Page text
Rudy Hits A Homer
Sometimes a public speech changes the course of history.
Lincoln's address at the Gettysburg battlefield and Reagan's "
A Time For Choosing" address in 1964 are two examples.
And Rudy Guiliani's address to the Republican National Convention last night is also such a speech.
Rudy opened with the strongest possible argument for President Bush's reelection:
New York was the first capital of our great nation. It was here in 1789 in lower Manhattan that George Washington took the oath of office as the first President of the United States.
It was here in 2001 in lower Manhattan that President George W. Bush stood amid the fallen towers of the World Trade Center and said to the barbaric terrorists who attacked us, "They will hear from us."
They have heard from us! They heard from us in Afghanistan and we removed the Taliban. They heard from us in Iraq and we ended Saddam Hussein's reign of terror.

Extracted data
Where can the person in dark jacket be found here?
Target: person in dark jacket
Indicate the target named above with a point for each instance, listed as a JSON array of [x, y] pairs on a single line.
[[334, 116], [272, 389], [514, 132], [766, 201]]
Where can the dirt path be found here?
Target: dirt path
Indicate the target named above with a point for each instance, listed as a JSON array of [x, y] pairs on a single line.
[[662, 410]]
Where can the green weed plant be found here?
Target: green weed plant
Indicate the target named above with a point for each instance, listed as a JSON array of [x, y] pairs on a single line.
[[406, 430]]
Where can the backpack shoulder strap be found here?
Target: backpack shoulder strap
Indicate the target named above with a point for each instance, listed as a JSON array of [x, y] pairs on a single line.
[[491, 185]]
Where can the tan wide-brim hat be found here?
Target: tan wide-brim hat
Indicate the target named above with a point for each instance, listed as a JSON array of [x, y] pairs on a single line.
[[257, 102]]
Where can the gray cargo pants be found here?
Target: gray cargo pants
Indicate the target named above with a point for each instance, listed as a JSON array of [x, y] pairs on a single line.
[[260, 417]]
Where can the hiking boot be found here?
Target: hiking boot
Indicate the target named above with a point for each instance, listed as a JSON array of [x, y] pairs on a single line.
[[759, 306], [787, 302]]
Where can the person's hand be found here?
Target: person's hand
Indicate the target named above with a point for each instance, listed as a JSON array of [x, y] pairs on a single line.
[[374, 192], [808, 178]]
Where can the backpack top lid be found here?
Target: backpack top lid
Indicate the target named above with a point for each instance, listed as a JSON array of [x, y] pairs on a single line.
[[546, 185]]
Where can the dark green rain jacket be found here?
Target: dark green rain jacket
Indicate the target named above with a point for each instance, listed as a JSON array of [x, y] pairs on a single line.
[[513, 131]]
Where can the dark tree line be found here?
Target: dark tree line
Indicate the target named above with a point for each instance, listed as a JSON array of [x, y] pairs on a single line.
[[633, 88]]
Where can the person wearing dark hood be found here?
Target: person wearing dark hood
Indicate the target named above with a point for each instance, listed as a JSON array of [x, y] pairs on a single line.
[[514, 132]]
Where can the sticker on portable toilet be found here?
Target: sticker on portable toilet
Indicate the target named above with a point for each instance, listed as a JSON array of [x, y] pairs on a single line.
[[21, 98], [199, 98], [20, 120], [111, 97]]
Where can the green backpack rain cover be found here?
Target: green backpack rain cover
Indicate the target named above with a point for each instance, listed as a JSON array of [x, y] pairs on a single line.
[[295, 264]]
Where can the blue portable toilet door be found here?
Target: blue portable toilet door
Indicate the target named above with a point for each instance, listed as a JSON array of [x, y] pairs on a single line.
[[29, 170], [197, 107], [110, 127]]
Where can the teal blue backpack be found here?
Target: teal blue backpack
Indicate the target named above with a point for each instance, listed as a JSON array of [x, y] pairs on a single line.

Stated task
Translate this sentence from the convention speech piece into Spanish: "Sometimes a public speech changes the course of history." These entries have nothing to do with the convention speech piece.

Result below
A veces un discurso público cambia el curso de la historia.